Pick the lines holding the string "cluster" out of the records and copy them.

━━━━━ Supplied material ━━━━━

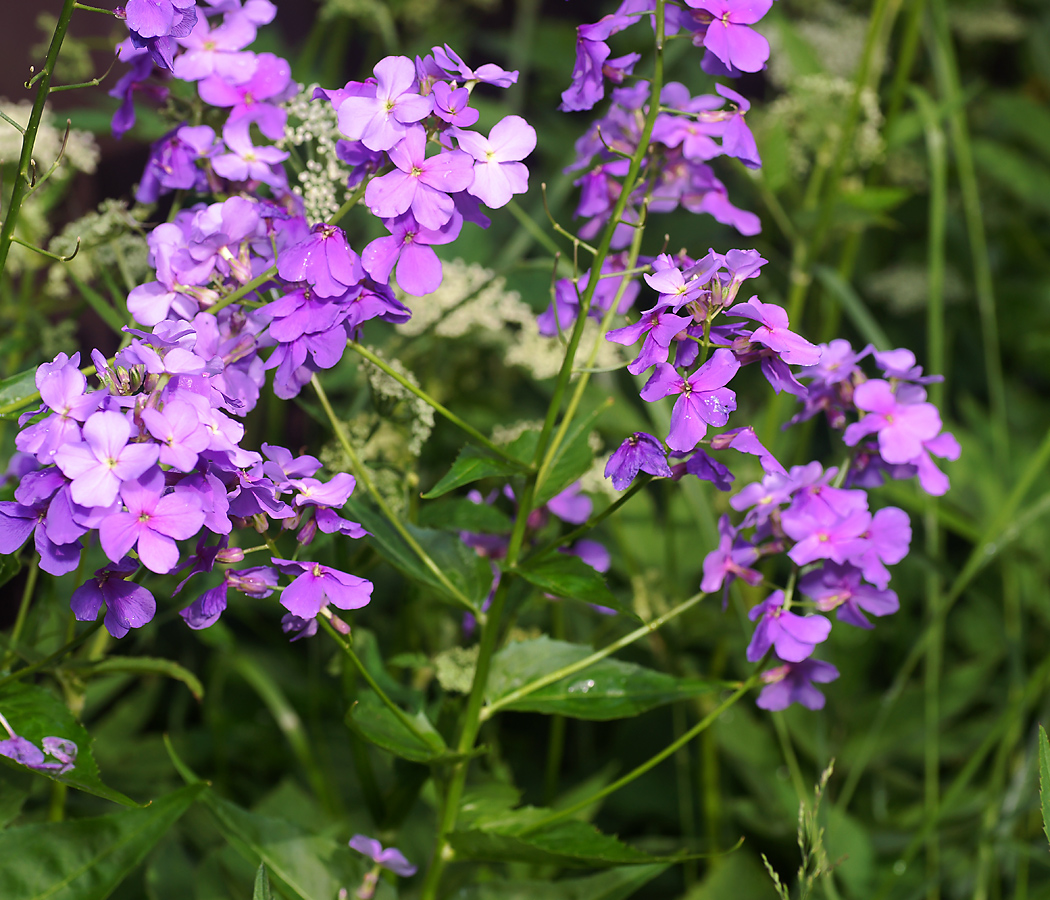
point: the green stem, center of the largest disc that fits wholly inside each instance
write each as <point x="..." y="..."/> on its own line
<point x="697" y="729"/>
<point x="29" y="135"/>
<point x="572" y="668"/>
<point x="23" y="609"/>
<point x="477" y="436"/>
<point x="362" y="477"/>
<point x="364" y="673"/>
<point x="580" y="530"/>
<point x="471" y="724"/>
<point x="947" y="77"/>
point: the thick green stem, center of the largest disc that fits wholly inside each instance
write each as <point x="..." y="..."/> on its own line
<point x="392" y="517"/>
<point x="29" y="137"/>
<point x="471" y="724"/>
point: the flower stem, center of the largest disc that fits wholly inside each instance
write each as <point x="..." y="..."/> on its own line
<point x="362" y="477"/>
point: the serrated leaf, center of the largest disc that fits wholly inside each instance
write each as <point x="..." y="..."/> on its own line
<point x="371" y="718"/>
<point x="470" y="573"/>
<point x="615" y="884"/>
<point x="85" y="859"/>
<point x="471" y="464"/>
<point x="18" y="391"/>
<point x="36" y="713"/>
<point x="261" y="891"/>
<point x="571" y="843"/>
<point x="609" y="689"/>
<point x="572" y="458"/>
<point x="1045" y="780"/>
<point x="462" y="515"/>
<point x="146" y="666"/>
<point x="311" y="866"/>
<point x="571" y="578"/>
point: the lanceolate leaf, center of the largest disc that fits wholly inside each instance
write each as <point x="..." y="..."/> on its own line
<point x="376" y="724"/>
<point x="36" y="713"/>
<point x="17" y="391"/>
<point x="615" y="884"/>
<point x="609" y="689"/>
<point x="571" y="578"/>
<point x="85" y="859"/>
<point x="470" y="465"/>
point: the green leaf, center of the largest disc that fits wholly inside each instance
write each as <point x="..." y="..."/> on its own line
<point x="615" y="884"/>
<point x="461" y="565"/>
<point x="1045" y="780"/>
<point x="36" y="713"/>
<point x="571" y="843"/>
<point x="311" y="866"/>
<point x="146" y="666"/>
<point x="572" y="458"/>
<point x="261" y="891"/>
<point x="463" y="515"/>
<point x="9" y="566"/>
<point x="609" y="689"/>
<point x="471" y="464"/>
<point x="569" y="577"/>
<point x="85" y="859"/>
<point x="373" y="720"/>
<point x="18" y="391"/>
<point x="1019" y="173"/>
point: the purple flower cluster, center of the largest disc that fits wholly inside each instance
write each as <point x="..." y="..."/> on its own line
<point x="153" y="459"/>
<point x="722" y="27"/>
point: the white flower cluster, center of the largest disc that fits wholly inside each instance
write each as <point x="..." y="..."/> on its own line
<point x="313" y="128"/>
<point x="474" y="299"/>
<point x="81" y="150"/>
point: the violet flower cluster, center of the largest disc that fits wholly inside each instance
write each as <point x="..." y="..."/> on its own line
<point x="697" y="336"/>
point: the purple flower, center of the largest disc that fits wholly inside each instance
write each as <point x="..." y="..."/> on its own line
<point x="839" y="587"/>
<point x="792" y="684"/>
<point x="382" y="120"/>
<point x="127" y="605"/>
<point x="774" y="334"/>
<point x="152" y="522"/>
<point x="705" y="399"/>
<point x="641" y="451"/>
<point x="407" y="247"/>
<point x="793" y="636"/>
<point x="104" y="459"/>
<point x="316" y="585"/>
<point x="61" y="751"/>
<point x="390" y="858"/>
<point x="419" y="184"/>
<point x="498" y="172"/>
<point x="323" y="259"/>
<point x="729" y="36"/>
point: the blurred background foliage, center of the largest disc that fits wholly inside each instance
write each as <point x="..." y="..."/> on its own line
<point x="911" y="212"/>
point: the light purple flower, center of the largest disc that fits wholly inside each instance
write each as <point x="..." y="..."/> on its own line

━━━━━

* _Output of the task_:
point: the purple flower cluster, center of the largest disc that fits wholly inside each instance
point: the white flower cluster, center of the largest disc that fits wholly inside each instance
point: the violet flower cluster, center of the largest disc that fits wholly inside each instance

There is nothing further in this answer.